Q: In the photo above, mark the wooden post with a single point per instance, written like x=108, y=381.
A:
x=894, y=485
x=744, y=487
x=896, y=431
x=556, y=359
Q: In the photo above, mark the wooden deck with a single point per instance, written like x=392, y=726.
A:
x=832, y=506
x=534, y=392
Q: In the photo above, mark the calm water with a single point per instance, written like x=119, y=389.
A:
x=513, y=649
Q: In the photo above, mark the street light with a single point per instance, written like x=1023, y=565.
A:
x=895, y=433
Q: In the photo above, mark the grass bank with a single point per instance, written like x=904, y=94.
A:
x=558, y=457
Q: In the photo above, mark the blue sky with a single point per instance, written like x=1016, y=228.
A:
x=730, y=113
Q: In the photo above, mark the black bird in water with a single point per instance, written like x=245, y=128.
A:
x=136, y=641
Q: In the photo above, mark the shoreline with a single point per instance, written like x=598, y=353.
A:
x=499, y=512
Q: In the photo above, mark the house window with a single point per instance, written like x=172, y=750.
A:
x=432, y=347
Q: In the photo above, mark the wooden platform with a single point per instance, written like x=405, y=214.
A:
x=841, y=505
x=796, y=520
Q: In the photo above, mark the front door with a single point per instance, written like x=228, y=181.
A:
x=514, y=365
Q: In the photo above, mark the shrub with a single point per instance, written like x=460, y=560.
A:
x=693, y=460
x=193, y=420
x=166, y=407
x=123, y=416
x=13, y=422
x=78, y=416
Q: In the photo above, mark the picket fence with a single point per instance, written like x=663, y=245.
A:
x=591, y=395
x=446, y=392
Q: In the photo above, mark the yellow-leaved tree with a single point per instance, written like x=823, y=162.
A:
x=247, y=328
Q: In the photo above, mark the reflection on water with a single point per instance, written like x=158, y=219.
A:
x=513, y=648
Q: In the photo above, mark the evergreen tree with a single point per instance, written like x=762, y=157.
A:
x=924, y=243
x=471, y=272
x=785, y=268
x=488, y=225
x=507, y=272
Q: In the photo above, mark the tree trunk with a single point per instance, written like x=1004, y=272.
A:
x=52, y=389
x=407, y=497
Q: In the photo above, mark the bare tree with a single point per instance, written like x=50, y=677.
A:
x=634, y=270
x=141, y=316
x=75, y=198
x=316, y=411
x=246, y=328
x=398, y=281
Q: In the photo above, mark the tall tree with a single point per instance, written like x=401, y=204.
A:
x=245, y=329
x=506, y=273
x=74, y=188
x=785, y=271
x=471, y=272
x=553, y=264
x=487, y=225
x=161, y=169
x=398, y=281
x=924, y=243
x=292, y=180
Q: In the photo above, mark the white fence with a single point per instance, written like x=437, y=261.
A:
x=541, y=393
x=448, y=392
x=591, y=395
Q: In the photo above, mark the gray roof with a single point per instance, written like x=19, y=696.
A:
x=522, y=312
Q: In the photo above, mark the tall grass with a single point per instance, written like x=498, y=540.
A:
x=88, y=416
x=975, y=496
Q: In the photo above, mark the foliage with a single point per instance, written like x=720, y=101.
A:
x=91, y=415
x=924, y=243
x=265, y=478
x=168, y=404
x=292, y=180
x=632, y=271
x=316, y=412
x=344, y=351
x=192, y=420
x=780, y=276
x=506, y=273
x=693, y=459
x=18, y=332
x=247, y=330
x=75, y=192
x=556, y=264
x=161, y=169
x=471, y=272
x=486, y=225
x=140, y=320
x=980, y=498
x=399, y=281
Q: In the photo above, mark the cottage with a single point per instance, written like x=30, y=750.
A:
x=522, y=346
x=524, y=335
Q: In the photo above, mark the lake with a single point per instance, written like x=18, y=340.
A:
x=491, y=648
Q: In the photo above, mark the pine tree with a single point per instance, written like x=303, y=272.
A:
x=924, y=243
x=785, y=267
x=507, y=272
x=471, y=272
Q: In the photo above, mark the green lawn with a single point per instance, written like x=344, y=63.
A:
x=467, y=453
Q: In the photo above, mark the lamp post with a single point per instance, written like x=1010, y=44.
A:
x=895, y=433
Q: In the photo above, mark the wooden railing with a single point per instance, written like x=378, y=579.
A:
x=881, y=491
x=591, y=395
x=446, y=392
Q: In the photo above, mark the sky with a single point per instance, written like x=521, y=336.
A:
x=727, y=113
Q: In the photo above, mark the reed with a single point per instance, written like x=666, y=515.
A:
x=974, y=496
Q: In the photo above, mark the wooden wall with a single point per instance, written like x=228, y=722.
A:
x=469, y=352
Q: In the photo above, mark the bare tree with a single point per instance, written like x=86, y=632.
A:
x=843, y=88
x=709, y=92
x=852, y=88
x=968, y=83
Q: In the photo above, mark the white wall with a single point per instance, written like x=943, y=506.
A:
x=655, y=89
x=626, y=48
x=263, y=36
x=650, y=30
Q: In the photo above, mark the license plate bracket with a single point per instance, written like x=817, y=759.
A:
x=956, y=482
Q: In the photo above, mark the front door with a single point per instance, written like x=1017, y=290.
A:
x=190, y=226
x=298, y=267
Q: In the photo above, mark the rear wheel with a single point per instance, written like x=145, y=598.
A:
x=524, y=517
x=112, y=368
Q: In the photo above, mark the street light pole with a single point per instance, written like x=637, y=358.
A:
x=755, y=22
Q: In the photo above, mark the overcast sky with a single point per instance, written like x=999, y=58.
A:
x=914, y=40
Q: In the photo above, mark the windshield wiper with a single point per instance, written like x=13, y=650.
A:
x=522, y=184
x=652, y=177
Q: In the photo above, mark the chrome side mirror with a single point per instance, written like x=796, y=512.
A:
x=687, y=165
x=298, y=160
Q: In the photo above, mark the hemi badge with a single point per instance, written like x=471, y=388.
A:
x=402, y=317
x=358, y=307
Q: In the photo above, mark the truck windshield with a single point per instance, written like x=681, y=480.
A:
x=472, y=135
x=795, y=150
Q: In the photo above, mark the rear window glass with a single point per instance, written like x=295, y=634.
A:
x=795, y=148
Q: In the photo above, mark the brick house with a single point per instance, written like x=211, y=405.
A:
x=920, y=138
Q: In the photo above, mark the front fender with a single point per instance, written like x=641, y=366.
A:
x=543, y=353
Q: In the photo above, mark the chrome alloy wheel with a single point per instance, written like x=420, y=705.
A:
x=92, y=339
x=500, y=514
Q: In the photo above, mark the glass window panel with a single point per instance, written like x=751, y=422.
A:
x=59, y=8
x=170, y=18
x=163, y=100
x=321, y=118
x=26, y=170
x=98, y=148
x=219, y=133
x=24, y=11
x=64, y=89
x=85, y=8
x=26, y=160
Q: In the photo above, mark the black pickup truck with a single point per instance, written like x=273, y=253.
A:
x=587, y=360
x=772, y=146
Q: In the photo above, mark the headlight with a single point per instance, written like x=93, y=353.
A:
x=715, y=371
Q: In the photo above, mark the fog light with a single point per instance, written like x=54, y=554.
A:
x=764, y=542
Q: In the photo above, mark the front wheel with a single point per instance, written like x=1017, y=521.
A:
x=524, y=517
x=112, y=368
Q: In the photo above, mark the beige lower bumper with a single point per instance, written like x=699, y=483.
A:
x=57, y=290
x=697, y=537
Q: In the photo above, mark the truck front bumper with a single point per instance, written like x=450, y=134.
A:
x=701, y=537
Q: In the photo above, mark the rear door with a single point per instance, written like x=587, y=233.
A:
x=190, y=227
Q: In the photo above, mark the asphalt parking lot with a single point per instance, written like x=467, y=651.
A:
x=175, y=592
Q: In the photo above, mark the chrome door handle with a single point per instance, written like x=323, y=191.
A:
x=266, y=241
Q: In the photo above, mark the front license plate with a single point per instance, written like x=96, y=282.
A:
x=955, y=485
────────
(Problem requirements)
Convert every line of the records above into a Markdown table with the columns Row and Text, placing a running row number under Row and the line itself under Text. Leave out any blank lines.

(Correct response)
| Row | Text |
|---|---|
| 1 | Q: In the photo above, mark the wooden post with a single point per instance, written like x=108, y=381. |
| 2 | A: |
| 3 | x=894, y=485 |
| 4 | x=744, y=487 |
| 5 | x=896, y=431 |
| 6 | x=556, y=359 |
| 7 | Q: In the photo above, mark the wooden deck with a single point per instance, written like x=392, y=726. |
| 8 | A: |
| 9 | x=832, y=506 |
| 10 | x=534, y=392 |
| 11 | Q: In the photo above, mark the calm water with a single point per instance, written like x=119, y=389. |
| 12 | A: |
| 13 | x=513, y=649 |
| 14 | Q: In the photo above, mark the street light with a single point per instance, written like x=1023, y=565. |
| 15 | A: |
| 16 | x=895, y=433 |
| 17 | Q: In the photo above, mark the grass bank with a single point per instance, written like x=904, y=94. |
| 18 | A: |
| 19 | x=558, y=457 |
| 20 | Q: In the photo above, mark the blue sky with a single point per instance, written like x=1016, y=228. |
| 21 | A: |
| 22 | x=730, y=113 |
| 23 | Q: In the photo above, mark the black bird in water with a single point per instance, written like x=245, y=128. |
| 24 | A: |
| 25 | x=136, y=641 |
| 26 | Q: In the photo above, mark the shoreline with a single point per instance, written like x=598, y=353. |
| 27 | A: |
| 28 | x=499, y=512 |
| 29 | Q: In the photo above, mark the house window with a single point per instance, written like x=172, y=750. |
| 30 | A: |
| 31 | x=432, y=347 |
| 32 | Q: In the photo above, mark the wooden platform with a single point per instance, written like x=405, y=214. |
| 33 | A: |
| 34 | x=841, y=505 |
| 35 | x=796, y=520 |
| 36 | Q: In the photo above, mark the front door with a single point per instance, written like x=228, y=181. |
| 37 | A: |
| 38 | x=514, y=365 |
| 39 | Q: In the photo above, mark the shrub with a single point per instance, written like x=460, y=560. |
| 40 | A: |
| 41 | x=693, y=460 |
| 42 | x=193, y=420 |
| 43 | x=166, y=407 |
| 44 | x=123, y=416 |
| 45 | x=13, y=422 |
| 46 | x=78, y=416 |
| 47 | Q: In the photo above, mark the picket fence with a single point per instance, written like x=663, y=245. |
| 48 | A: |
| 49 | x=591, y=395 |
| 50 | x=446, y=392 |
| 51 | Q: In the photo above, mark the yellow-leaved tree with a single point per instance, written like x=823, y=162. |
| 52 | A: |
| 53 | x=247, y=328 |
| 54 | Q: In the photo above, mark the reflection on water with a single point per instance, written like x=158, y=219. |
| 55 | A: |
| 56 | x=513, y=648 |
| 57 | Q: In the photo above, mark the evergreen tree with a single point per instance, written like x=762, y=157. |
| 58 | A: |
| 59 | x=924, y=243 |
| 60 | x=471, y=272 |
| 61 | x=785, y=268 |
| 62 | x=488, y=225 |
| 63 | x=507, y=272 |
| 64 | Q: In the photo above, mark the tree trunk with a single point per instance, written like x=1004, y=272. |
| 65 | A: |
| 66 | x=52, y=389 |
| 67 | x=407, y=497 |
| 68 | Q: In the photo above, mark the bare tree with a single point per instance, written like x=50, y=677. |
| 69 | A: |
| 70 | x=634, y=270 |
| 71 | x=141, y=316 |
| 72 | x=75, y=198 |
| 73 | x=316, y=411 |
| 74 | x=246, y=328 |
| 75 | x=398, y=281 |
| 76 | Q: In the photo above, mark the tall tree with a single point per instance, written like x=401, y=204. |
| 77 | A: |
| 78 | x=245, y=329 |
| 79 | x=506, y=273 |
| 80 | x=74, y=188 |
| 81 | x=785, y=271 |
| 82 | x=471, y=272 |
| 83 | x=553, y=264 |
| 84 | x=487, y=225 |
| 85 | x=161, y=169 |
| 86 | x=398, y=281 |
| 87 | x=924, y=243 |
| 88 | x=292, y=180 |
| 89 | Q: In the photo above, mark the white fence with a single point per instance, written like x=437, y=261. |
| 90 | A: |
| 91 | x=541, y=393 |
| 92 | x=448, y=392 |
| 93 | x=591, y=395 |
| 94 | Q: In the photo above, mark the gray roof with a single point per instance, written like x=19, y=696. |
| 95 | A: |
| 96 | x=522, y=312 |
| 97 | Q: In the photo above, mark the tall grass with a single point per instance, written like x=498, y=540. |
| 98 | A: |
| 99 | x=88, y=416 |
| 100 | x=975, y=496 |
| 101 | Q: In the photo above, mark the foliage with a single point per instance, written like x=720, y=101. |
| 102 | A: |
| 103 | x=91, y=415 |
| 104 | x=924, y=243 |
| 105 | x=265, y=478 |
| 106 | x=168, y=404 |
| 107 | x=292, y=180 |
| 108 | x=632, y=271 |
| 109 | x=316, y=412 |
| 110 | x=344, y=351 |
| 111 | x=192, y=420 |
| 112 | x=780, y=276 |
| 113 | x=506, y=273 |
| 114 | x=693, y=459 |
| 115 | x=18, y=332 |
| 116 | x=247, y=330 |
| 117 | x=75, y=192 |
| 118 | x=556, y=264 |
| 119 | x=161, y=169 |
| 120 | x=471, y=272 |
| 121 | x=486, y=225 |
| 122 | x=140, y=320 |
| 123 | x=980, y=498 |
| 124 | x=399, y=281 |
| 125 | Q: In the photo above, mark the cottage with a single point per instance, written like x=30, y=750. |
| 126 | A: |
| 127 | x=522, y=346 |
| 128 | x=524, y=335 |
| 129 | Q: In the photo above, mark the lake with a single point per instance, written like x=18, y=340. |
| 130 | A: |
| 131 | x=491, y=648 |
| 132 | Q: In the photo above, mark the pine tree with a single point per instance, written like x=303, y=272. |
| 133 | A: |
| 134 | x=924, y=243 |
| 135 | x=785, y=267 |
| 136 | x=507, y=272 |
| 137 | x=471, y=272 |
| 138 | Q: In the photo above, mark the green lawn with a single point per instance, written like x=344, y=63. |
| 139 | A: |
| 140 | x=467, y=453 |
| 141 | Q: In the photo above, mark the lamp post with a single point per instance, written like x=1010, y=44. |
| 142 | A: |
| 143 | x=895, y=433 |
| 144 | Q: In the photo above, mark the wooden railing with a single point per instance, written like x=378, y=579. |
| 145 | A: |
| 146 | x=881, y=491 |
| 147 | x=591, y=395 |
| 148 | x=446, y=392 |
| 149 | Q: In the photo above, mark the sky with a single point per instance, written like x=521, y=336. |
| 150 | A: |
| 151 | x=727, y=113 |
| 152 | Q: In the photo above, mark the reed with a single point per instance, written like x=666, y=515. |
| 153 | A: |
| 154 | x=974, y=496 |
| 155 | Q: In the photo above, mark the wooden wall with a single point per instance, written like x=228, y=722. |
| 156 | A: |
| 157 | x=469, y=352 |
| 158 | Q: In the photo above, mark the bare tree with a single point per instance, written like x=86, y=632. |
| 159 | A: |
| 160 | x=843, y=88 |
| 161 | x=709, y=92 |
| 162 | x=852, y=88 |
| 163 | x=968, y=83 |
| 164 | Q: In the photo above, mark the white wall with a single point per instance, written like x=943, y=506. |
| 165 | A: |
| 166 | x=655, y=89 |
| 167 | x=626, y=48 |
| 168 | x=263, y=36 |
| 169 | x=650, y=30 |
| 170 | Q: In the photo above, mark the license plate bracket with a single point per instance, written like x=817, y=759. |
| 171 | A: |
| 172 | x=956, y=482 |
| 173 | Q: In the photo above, mark the front door with a single point per instance, written like x=1017, y=290. |
| 174 | A: |
| 175 | x=190, y=226 |
| 176 | x=298, y=267 |
| 177 | Q: In the photo above, mark the rear wheel with a single point per instance, written like x=145, y=598. |
| 178 | A: |
| 179 | x=524, y=517 |
| 180 | x=112, y=368 |
| 181 | Q: In the photo above, mark the street light pole with a single point per instance, written like x=637, y=358. |
| 182 | A: |
| 183 | x=755, y=22 |
| 184 | Q: In the photo above, mark the overcast sky with a single point per instance, written like x=999, y=58. |
| 185 | A: |
| 186 | x=914, y=40 |
| 187 | Q: In the photo above, mark the windshield wiper with a single point per instance, written like x=13, y=650. |
| 188 | A: |
| 189 | x=522, y=184 |
| 190 | x=652, y=177 |
| 191 | Q: In the photo above, mark the chrome side mirror with a single point per instance, written like x=796, y=512. |
| 192 | A: |
| 193 | x=687, y=165 |
| 194 | x=298, y=160 |
| 195 | Q: In the photo above, mark the hemi badge with a single point per instance, written like x=471, y=388. |
| 196 | A: |
| 197 | x=402, y=317 |
| 198 | x=358, y=307 |
| 199 | Q: In the photo above, mark the truck windshield with a single point per instance, written like x=681, y=480. |
| 200 | A: |
| 201 | x=472, y=135 |
| 202 | x=795, y=150 |
| 203 | Q: In the photo above, mark the rear window glass with a single point per instance, written like x=295, y=634. |
| 204 | A: |
| 205 | x=795, y=148 |
| 206 | Q: In the photo above, mark the brick house with a single point per instance, written like x=211, y=405. |
| 207 | A: |
| 208 | x=920, y=138 |
| 209 | Q: In the photo above, mark the front fender with a single point per instance, written like x=641, y=366. |
| 210 | A: |
| 211 | x=543, y=353 |
| 212 | Q: In the photo above, mark the chrome alloy wheel with a single point per instance, written like x=420, y=705. |
| 213 | A: |
| 214 | x=92, y=339 |
| 215 | x=500, y=514 |
| 216 | Q: In the photo above, mark the glass window panel with a single point per instance, written like x=751, y=422. |
| 217 | A: |
| 218 | x=59, y=8 |
| 219 | x=170, y=18 |
| 220 | x=163, y=100 |
| 221 | x=321, y=118 |
| 222 | x=26, y=170 |
| 223 | x=98, y=148 |
| 224 | x=219, y=133 |
| 225 | x=24, y=11 |
| 226 | x=64, y=89 |
| 227 | x=85, y=8 |
| 228 | x=26, y=160 |
| 229 | Q: In the photo above, mark the black pickup truck with a single point per instance, written like x=273, y=253. |
| 230 | A: |
| 231 | x=587, y=360 |
| 232 | x=772, y=146 |
| 233 | Q: In the photo above, mark the headlight with a single point per instance, written like x=93, y=353. |
| 234 | A: |
| 235 | x=715, y=371 |
| 236 | Q: In the photo above, mark the fog light with a single point per instance, written like x=54, y=554. |
| 237 | A: |
| 238 | x=764, y=542 |
| 239 | Q: In the photo above, mark the front wheel with a single point per instance, written like x=1017, y=521. |
| 240 | A: |
| 241 | x=524, y=517 |
| 242 | x=112, y=368 |
| 243 | Q: In the photo above, mark the beige lower bumper with a single point per instance, written like x=699, y=483. |
| 244 | A: |
| 245 | x=57, y=290 |
| 246 | x=697, y=537 |
| 247 | Q: In the photo above, mark the truck front bumper with a single point per instance, written like x=450, y=134. |
| 248 | A: |
| 249 | x=701, y=537 |
| 250 | Q: In the photo above, mark the rear door with a single point per instance, written like x=587, y=233. |
| 251 | A: |
| 252 | x=190, y=227 |
| 253 | Q: In the photo above, mark the asphalt parking lot with a single point per instance, written like x=467, y=651. |
| 254 | A: |
| 255 | x=175, y=592 |
| 256 | Q: In the photo above, mark the chrome door handle with a single point per instance, written like x=323, y=191. |
| 257 | A: |
| 258 | x=266, y=241 |
| 259 | Q: In the photo above, mark the front license plate with a single point per instance, written like x=96, y=282. |
| 260 | A: |
| 261 | x=955, y=485 |